Excerpt:
* * *
President Trump announced moments ago that the US launched new air strikes, this time at Iran's Khark Island.
The Pentagon earlier today said it's sending more warships and more military personnel to the region.
It's been a busy day, so let's get straight to the panel.
Joining us tonight, Steve Insep, the host of NPR's Morning Edition.
Mark Misetti is a Washington correspondent at the New York Times.
Felicia Schwarz is a diplomatic correspondent for Politico.
And Nancy Ysef is a staff writer and a Pentagon correspondent at the Atlantic.
Thank you all for joining us.
Busy busy day.
Okay, Nancy, I'm going to start with you because the president took to TR true social just before we came on air and he announced that the United States central command executed one of the most powerful bombing raids in the history of the Middle East and totally obliterated every military target in Iran's crown jewel, Khark Island.
He goes on to talk about how they spared the island's oil infrastructure, but that he had he reserved the right to do so.
Explain the significance of this strike.
So, Kh Island is only about the one-third of the size of Manhattan, but that don't let that small size um um mislead you.
It is the cornerstone of the Iranian economy.
90% of its oil exports come out of that island.
And so, the strikes on it have two big impacts, both military and economic.
Let's start with economic.
By striking the island, you potentially take oil off the market, raising already um rising Brent crude prices at a time when there's a lot of anxiety about um oil reaching $150 or even $200 a barrel.
And militarily, the Iranians have threatened that if this island was attacked, they would make it hard for oil to leave the region, threatening attack oil production and oil facilities in Gulf partner nations.
Something they've already done, but there's the threat that they would ramp up those strikes with this attack by the United States.
and also a location where there's significant um Islamic Revolutionary Guard facilities.
You have um I it's it's nicknamed Forbidden Island due to its strict security uh and restricted access there.
Um and so it seems they're going after military targets for now um based on the president's uh true social post, right?
I mean, as you point out, it has a military um value for the IRGC, but it's also a source of revenue for the IRGC as well.
And as you note, it's in the straight of Hermuz, which we've been talking about all week.
Its strategic importance to oil um exports uh going through there for the whole world economy.
So the fact that there's more instability and such a vital part um of the strait only adds to I think global anxiety about the pace of this war and the effects it could have on the um energy markets.
Absolutely.
And we're going to talk more about the straight of Hormuz.
But Felicia, um the president has been basically proclaiming victory even as we continue kind of into the third week of this conflict.
Why then would he go over after Kadk?
Now what's the significance of the timing of this particularly?
So what we've seen is that Iran has very very strategically uh taken all a lot of the leverage a lot of the power back in this conflict like Nancy said with uh by basically essentially shutting off the straight of Hormuz where about a fifth of the world's oil and and gas trade moves through.
And so he wants to take some of that leverage back.
He wants to say to the Iranians, we can, you know, they are still able to move a little bit of traffic through the straight of Hormuz.
* * *
Given information:
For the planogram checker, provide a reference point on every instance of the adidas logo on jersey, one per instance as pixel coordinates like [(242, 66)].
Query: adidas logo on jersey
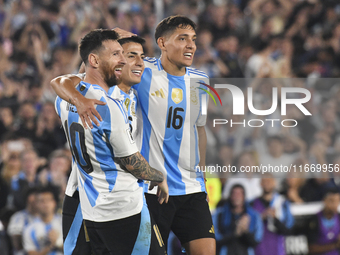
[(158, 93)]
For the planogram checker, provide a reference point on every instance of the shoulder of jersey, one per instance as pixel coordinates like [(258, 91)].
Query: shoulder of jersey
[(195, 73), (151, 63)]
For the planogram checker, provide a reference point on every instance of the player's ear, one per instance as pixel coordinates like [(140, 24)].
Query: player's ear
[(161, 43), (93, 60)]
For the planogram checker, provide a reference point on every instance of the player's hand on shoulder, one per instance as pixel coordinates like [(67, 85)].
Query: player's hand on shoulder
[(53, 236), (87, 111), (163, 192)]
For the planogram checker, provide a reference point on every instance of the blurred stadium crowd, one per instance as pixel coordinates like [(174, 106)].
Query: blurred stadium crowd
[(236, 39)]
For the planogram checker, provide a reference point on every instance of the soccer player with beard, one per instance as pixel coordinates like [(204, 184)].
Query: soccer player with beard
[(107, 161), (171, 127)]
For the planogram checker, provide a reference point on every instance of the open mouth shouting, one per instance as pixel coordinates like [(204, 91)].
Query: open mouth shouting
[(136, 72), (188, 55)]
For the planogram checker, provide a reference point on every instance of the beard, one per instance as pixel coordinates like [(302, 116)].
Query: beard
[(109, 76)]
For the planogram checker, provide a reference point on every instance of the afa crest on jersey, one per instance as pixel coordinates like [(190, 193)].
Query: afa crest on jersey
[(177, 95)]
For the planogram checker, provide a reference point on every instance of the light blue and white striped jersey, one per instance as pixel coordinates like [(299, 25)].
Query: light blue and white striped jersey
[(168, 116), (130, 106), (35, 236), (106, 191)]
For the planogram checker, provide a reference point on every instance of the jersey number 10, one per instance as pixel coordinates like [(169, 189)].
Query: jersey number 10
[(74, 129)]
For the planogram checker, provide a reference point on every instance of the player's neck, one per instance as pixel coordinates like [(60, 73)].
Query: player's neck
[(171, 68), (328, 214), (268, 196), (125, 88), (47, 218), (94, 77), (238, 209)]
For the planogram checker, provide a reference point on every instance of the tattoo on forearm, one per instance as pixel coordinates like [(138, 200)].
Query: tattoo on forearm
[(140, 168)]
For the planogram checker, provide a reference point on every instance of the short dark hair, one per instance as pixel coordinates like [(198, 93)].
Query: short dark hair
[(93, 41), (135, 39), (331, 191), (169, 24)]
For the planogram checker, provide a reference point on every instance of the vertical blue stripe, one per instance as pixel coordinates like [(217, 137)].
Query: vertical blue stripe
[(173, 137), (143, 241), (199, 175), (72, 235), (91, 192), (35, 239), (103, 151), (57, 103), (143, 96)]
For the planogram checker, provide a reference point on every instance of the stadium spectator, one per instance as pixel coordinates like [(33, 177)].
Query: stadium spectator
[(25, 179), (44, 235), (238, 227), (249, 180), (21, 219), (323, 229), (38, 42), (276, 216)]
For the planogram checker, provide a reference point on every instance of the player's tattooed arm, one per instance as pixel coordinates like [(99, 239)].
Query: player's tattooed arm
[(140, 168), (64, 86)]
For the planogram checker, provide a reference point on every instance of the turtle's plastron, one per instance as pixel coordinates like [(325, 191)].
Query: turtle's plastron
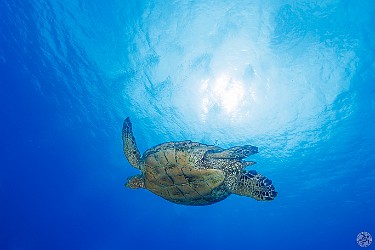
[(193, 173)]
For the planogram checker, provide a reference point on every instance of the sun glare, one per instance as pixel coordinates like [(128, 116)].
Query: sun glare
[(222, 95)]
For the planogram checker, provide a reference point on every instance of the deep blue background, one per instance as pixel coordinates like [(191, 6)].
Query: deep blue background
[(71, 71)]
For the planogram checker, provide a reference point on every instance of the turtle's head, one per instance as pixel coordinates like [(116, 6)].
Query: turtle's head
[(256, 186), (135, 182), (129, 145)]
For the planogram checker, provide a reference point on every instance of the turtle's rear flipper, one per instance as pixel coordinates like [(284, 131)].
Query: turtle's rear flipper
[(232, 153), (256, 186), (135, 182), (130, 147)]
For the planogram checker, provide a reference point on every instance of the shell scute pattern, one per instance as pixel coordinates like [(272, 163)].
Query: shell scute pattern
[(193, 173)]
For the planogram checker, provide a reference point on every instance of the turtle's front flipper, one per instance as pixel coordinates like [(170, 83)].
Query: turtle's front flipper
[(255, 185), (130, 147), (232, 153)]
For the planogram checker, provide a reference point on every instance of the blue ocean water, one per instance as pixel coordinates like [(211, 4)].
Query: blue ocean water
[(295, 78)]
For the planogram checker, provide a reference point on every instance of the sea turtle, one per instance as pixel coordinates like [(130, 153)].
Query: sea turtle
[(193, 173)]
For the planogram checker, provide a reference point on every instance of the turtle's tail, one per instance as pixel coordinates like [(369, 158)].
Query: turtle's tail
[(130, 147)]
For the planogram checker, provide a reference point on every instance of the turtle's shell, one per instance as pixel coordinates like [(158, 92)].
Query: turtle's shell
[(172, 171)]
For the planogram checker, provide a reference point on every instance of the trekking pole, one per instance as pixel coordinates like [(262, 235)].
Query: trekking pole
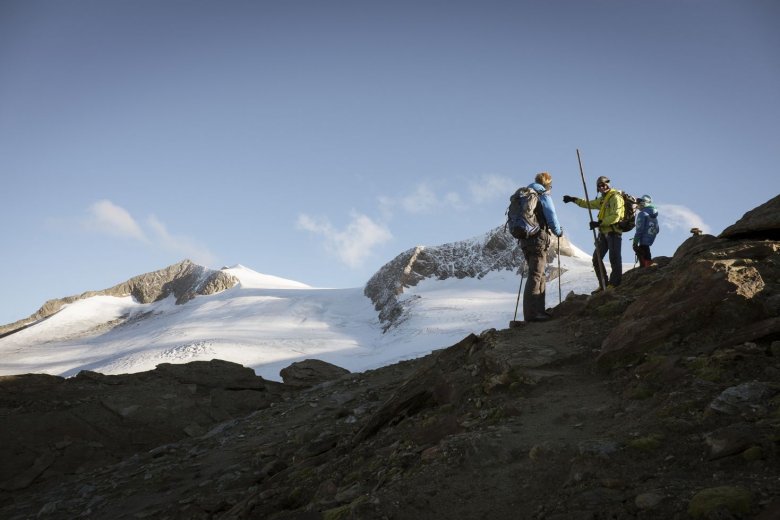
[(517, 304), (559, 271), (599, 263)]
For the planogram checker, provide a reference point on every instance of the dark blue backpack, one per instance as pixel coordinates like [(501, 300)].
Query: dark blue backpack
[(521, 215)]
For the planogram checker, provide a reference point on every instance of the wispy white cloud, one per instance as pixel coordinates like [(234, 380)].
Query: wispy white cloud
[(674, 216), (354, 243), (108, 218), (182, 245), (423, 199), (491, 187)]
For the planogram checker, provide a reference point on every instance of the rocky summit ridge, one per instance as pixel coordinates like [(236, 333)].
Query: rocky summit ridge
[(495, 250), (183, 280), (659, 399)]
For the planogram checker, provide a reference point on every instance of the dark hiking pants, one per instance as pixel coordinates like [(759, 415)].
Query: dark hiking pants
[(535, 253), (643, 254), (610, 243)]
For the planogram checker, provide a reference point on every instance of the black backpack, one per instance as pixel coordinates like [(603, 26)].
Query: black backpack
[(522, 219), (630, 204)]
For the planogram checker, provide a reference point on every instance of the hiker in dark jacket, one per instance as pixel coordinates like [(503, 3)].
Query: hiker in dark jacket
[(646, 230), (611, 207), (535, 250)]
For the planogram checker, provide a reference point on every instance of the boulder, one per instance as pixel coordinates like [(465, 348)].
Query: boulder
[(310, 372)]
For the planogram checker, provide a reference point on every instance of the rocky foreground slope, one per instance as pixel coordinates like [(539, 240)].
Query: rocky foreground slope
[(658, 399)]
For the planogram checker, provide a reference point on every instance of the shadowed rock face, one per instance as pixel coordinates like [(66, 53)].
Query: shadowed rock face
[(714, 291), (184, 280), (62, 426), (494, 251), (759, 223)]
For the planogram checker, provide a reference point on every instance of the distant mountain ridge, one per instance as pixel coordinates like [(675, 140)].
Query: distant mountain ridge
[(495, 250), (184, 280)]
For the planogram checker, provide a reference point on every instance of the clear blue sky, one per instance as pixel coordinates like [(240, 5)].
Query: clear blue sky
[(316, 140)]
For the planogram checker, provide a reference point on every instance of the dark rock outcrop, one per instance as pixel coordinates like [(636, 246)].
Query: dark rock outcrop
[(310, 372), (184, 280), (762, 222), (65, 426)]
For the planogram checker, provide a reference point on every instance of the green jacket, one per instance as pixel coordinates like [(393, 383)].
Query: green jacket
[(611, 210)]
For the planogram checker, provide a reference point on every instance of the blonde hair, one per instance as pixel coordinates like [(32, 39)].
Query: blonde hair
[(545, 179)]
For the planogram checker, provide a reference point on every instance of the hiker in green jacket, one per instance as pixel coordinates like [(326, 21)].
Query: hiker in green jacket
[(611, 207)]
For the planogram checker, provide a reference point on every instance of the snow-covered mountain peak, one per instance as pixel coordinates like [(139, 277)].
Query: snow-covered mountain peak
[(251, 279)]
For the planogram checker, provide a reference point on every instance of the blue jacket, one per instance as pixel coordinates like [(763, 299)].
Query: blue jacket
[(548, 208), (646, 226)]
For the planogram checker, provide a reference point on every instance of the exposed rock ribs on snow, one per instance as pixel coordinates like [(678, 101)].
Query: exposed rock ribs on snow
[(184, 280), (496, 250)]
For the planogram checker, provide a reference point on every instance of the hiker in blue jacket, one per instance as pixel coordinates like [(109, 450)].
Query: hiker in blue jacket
* * *
Written exercise 1: Condense the paragraph of the Khark Island transcript that begins "By striking the island" into one shorter sentence that keeps its main facts.
Written exercise 2: Carry the Khark Island transcript forward from its final line.
The records above come from a separate source and have no connection to the Khark Island transcript.

Exercise output 1: Striking the island could take oil off the market and push already rising Brent crude prices higher, at a time of anxiety that oil could reach $150 or even $200 a barrel.

Exercise output 2:
They he wants to be able to say this is, you know, we if we bomb your energy infrastructure totally.
That will completely it will have huge economic impacts for the Iranian economy.
So he wants to see if he can kind of get the Iranians to allow more traffic through the straight.
I'm not really sure that's going to work, but he wants to kind of change the balance of power.
And all of this, of course, is coming as the president um announces that more troops and more warships are going to the region as well.
What do we know about that?
It strikes me that the administration is escalating again and again and again in a way that also threatens the United States.
As Nancy was talking, I was thinking about that if you're striking the Persian Gulf, if you're raising more uncertainty about oil supplies, Iranian oil tankers are among the few that are getting through the Persian Gulf right now, what you effectively do is raise the price of oil and put further burden on the US economy.
Now, you are correct that the military appears to be moving another Marine expeditionary unit uh to the Gulf.
I've traveled with them in the past.
It's a couple thousand or more US Marines along with helicopters and airplanes and ships and a lot of equipment.
They're extremely powerful, but a couple thousand Marines is not very many in the context of a country like Iran.
This is something you could imagine sending them to take over an island in the street of Hormuz.
I don't know what the objective is or if one has even been ordered, but the president is clearly comfortable escalating in a way that entails greater risk for Iran, but also greater risk for the United States and the world.
Nancy, have we gotten specifics on the numbers of uh troops that are going specifically?
So, a MUW, as um the Marines refer to it, um has two components, Marines and sailors.
This MW has three ships, about 2400 Marines, and then another um 2,000 sailors or so.
So, 4,000 and all.
They're kind of seen as the 911 of uh force of the military in that they can go from ship to shore quickly.
They're trained for a multitude of of missions.
So, you could see we might we've seen them in the past do things like humanitarian missions, evacuations, but they could also move, as you note, onto an island.
They could also support um any sort of ground offensive in terms of that sort of initial steps, but we haven't been told what they'll do.
I should also note that they are coming from Asia on an which are very slowmoving ships.
So it will take somewhere between 10 days and and two weeks for them to be in the region.
So that tells us that perhaps they're being put in place to create options down the road in this conflict.
Okay.
So that's something definitely to watch.
So Mark, President Trump went on Brian Kilme's podcast this week and he said that he would feel it in his bones when this conflict is over.
Beyond that, what do we know or what clarity have we gotten from the administration on what an end to this conflict actually looks like?
What would constitute a victory?
It depends on the day or the hour or the minute or whatever interview that the president takes with a different reporter.
Right.
Right.
What we've seen over the last two weeks is the uh senior administration officials like Marco Rubio have gone out every day and said there are very clear objectives.
We have three or four depending on the day uh to destroy the missile capacity, the navy, uh Iran's ability to use proxies around the region and what constitutes victory is decimating these uh these these um these four objectives, right?
But then the president comes out and says things like unconditional surrender.
Uh uh we will have uh you know the Iranian regime will collapse.
We will have um you know the United States and President Trump will be picking the new leader.
Right.
So it it has depended on um you know the the whims of the president.
Uh the I can say that it the administration is still trying to limit the objectives and not make this look like an endless war.
Um but it's um it's been a mess uh in terms of the messaging of what this actually looks like, what an endgame actually looks like.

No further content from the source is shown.